§ TO DO: Print the lines in the listing below that fall between the line with "Target: blue jeans" and the line with "of the yellow", those two lines included, exactly as they stand and with nothing else.
+++
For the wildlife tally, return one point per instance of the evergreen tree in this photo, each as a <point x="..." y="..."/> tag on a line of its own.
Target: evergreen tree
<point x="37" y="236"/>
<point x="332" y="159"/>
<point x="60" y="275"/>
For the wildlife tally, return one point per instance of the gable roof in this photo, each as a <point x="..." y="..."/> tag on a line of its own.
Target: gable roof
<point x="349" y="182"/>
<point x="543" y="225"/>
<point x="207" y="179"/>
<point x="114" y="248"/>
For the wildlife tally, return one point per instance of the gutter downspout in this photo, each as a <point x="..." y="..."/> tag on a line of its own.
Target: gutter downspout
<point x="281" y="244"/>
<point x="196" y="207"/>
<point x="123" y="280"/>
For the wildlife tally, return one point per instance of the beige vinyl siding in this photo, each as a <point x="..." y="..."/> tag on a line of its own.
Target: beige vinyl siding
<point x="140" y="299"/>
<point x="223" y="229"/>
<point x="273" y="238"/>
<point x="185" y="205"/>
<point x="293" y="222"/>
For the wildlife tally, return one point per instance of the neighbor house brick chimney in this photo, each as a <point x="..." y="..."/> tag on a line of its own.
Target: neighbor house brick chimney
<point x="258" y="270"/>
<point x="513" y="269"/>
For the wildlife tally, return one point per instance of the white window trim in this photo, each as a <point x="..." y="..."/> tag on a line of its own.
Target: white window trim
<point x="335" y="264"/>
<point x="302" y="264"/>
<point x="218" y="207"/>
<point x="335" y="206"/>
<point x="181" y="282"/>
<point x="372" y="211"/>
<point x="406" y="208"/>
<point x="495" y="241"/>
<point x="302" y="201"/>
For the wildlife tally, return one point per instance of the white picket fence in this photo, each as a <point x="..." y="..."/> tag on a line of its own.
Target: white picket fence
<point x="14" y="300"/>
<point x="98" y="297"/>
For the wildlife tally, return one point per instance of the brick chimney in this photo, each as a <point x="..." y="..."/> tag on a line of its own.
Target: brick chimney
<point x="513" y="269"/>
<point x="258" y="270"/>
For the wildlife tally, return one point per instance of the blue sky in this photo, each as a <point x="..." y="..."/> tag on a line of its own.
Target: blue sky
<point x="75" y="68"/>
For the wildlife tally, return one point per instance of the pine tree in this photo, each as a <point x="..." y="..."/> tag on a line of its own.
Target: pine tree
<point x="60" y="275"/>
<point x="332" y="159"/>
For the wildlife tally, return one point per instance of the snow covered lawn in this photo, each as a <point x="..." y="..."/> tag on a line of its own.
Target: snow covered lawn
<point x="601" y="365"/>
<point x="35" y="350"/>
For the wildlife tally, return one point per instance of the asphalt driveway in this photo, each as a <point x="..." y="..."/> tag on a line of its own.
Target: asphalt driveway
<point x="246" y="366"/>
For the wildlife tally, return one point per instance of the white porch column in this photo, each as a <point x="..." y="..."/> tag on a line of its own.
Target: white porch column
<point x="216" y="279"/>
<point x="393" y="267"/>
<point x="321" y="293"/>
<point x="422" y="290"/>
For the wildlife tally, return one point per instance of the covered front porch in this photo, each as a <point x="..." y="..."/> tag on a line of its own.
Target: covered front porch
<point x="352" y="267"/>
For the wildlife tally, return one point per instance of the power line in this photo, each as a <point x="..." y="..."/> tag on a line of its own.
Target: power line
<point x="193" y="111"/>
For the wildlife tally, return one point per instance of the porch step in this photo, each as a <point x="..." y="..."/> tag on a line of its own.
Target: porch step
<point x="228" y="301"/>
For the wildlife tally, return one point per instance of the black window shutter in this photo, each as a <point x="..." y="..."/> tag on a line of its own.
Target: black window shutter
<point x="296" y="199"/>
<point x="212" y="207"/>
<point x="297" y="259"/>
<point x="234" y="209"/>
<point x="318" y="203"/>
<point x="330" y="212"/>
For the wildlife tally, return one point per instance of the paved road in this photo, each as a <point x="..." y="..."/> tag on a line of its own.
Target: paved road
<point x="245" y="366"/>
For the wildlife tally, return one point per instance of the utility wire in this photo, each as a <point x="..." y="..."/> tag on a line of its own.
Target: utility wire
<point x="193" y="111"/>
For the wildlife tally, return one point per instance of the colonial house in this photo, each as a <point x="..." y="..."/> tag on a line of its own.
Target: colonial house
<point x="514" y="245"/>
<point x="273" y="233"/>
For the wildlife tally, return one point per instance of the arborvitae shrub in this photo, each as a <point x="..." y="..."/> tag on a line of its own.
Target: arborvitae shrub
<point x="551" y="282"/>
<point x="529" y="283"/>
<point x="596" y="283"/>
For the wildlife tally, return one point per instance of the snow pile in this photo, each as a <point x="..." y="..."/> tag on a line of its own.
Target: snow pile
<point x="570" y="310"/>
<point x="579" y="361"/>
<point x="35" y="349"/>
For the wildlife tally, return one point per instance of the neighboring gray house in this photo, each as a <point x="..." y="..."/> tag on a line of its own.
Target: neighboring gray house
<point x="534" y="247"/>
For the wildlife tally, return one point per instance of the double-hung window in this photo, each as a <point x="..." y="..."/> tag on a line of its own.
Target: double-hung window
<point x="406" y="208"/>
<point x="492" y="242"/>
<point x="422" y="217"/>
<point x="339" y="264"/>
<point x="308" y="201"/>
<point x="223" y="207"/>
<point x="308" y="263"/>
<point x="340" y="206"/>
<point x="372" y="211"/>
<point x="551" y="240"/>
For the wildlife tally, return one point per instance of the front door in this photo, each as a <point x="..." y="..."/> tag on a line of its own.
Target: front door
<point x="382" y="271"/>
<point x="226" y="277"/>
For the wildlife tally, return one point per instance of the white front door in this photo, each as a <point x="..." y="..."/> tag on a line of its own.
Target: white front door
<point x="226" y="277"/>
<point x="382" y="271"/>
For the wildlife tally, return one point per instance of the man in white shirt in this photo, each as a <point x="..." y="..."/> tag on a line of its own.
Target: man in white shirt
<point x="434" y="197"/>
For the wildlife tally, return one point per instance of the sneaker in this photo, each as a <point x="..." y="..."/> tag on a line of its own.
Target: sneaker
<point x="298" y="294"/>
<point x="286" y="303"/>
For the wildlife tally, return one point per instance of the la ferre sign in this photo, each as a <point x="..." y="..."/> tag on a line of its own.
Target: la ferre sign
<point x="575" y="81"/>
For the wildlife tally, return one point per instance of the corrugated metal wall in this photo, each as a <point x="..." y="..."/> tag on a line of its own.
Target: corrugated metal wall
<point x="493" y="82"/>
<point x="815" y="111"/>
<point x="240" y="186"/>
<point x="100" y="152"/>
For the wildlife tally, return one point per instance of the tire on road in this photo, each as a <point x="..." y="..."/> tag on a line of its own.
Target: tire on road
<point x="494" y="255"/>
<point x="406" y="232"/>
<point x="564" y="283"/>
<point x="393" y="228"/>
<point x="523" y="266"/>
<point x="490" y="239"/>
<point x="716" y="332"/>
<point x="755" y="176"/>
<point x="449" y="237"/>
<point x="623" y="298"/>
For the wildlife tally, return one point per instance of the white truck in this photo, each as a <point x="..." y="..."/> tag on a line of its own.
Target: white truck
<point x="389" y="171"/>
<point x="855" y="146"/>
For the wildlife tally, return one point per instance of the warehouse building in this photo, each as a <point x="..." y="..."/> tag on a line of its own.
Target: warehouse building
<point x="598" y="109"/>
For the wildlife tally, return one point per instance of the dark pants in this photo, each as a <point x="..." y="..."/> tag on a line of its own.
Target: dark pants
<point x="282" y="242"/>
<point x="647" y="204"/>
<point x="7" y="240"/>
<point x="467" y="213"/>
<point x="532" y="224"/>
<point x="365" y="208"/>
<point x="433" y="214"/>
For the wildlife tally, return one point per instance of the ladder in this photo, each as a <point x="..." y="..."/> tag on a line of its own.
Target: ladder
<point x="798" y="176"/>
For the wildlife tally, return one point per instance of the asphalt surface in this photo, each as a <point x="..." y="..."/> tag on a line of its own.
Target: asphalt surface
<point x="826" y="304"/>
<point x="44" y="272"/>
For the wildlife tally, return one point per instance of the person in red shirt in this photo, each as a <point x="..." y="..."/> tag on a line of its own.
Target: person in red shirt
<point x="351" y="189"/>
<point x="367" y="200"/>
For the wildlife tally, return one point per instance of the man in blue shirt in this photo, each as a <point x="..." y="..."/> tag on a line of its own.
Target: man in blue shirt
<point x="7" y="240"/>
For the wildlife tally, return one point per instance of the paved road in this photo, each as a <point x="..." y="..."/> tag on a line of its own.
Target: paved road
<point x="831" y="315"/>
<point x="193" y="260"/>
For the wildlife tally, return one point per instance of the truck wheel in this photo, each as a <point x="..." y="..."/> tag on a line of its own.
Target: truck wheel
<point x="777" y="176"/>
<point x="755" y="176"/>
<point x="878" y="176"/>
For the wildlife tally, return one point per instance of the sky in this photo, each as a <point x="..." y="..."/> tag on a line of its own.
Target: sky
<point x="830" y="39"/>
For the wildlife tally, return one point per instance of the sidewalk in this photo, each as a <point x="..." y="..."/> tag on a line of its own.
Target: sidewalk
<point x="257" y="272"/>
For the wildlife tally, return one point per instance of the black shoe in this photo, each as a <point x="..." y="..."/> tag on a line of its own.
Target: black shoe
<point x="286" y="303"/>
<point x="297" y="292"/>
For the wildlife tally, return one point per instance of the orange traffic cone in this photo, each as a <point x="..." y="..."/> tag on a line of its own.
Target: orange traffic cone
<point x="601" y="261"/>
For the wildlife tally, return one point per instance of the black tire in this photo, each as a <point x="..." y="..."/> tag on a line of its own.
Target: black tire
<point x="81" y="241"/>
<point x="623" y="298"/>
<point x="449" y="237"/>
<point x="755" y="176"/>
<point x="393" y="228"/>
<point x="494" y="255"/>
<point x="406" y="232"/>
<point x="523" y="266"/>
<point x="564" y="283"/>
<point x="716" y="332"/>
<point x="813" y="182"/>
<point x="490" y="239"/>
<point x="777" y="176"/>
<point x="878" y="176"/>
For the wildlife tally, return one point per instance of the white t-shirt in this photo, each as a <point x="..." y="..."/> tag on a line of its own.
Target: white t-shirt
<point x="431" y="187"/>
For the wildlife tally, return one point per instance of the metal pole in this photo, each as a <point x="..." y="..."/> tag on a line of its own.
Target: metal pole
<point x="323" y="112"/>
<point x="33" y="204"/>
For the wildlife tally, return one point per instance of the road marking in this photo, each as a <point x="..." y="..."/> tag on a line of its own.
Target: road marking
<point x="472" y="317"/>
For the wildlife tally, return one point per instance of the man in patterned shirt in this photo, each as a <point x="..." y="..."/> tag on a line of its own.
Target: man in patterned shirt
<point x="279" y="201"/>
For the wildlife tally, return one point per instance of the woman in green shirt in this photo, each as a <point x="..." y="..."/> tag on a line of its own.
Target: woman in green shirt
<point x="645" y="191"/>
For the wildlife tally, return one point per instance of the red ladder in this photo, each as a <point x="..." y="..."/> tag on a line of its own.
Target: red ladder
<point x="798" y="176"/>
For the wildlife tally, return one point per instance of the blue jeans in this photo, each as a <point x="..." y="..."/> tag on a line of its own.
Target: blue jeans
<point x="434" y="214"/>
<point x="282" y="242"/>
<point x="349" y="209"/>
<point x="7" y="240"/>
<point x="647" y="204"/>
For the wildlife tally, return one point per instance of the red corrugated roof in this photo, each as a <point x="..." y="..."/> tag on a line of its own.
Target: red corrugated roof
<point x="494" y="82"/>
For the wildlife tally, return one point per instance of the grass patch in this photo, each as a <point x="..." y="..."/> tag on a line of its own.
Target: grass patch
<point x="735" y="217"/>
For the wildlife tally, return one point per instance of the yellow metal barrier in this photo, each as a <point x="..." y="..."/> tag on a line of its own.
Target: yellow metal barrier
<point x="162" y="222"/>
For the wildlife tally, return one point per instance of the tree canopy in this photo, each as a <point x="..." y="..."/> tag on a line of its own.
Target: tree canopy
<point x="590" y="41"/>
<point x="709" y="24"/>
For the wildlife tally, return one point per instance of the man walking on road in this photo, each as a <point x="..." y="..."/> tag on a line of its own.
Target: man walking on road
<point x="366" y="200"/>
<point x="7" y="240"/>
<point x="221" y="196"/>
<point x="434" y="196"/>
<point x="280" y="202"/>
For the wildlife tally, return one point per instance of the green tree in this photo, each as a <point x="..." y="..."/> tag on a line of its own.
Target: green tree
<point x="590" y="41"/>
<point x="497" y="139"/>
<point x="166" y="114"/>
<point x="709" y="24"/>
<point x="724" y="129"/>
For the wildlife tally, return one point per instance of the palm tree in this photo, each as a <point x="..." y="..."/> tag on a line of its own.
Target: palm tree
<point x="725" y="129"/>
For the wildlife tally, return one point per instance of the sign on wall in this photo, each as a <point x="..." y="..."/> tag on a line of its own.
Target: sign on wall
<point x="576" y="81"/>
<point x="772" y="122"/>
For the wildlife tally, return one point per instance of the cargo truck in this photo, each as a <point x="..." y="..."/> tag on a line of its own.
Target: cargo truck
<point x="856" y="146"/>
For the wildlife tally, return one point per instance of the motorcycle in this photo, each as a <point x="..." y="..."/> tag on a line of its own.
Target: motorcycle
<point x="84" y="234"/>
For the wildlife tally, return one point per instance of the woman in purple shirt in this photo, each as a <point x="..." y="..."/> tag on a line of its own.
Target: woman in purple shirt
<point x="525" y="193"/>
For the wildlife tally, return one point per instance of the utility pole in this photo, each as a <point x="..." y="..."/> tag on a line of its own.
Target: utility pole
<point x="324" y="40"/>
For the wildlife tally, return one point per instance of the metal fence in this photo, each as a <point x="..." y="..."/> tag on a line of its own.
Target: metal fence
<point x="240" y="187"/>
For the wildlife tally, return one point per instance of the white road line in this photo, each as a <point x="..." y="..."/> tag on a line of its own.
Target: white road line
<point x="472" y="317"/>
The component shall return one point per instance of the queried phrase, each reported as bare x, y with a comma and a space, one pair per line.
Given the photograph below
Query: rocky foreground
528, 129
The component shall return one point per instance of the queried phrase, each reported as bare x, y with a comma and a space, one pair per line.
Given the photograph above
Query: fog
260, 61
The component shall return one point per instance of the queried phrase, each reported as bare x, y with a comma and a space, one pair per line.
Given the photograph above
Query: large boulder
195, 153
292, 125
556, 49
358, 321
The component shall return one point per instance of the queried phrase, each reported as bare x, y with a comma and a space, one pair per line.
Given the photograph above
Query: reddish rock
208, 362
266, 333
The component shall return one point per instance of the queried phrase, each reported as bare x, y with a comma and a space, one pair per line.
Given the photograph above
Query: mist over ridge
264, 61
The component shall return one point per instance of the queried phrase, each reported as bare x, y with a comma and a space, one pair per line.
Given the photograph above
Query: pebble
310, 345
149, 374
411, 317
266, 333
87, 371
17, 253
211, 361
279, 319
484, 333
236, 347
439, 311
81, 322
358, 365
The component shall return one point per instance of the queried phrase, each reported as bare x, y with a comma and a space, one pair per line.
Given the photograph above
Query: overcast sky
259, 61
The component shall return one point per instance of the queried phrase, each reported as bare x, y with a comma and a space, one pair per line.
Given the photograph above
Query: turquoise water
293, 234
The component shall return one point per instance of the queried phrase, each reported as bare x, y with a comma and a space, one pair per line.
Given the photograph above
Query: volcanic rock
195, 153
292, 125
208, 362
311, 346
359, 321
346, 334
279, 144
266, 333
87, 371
+++
§ YOUR SOLUTION:
Target: blue jeans
<point x="434" y="214"/>
<point x="282" y="242"/>
<point x="349" y="209"/>
<point x="7" y="240"/>
<point x="647" y="204"/>
For the wildlife tally, return one point per instance of the red corrugated roof in this photo, each as a <point x="..." y="..."/> tag on a line of its own.
Target: red corrugated roof
<point x="494" y="82"/>
For the wildlife tally, return one point per instance of the grass patch in this photo, each as a <point x="..." y="..."/> tag on a line of its own.
Target: grass patch
<point x="735" y="217"/>
For the wildlife tally, return one point per instance of the yellow metal barrier in this photo, each as a <point x="..." y="..."/> tag on a line of its own.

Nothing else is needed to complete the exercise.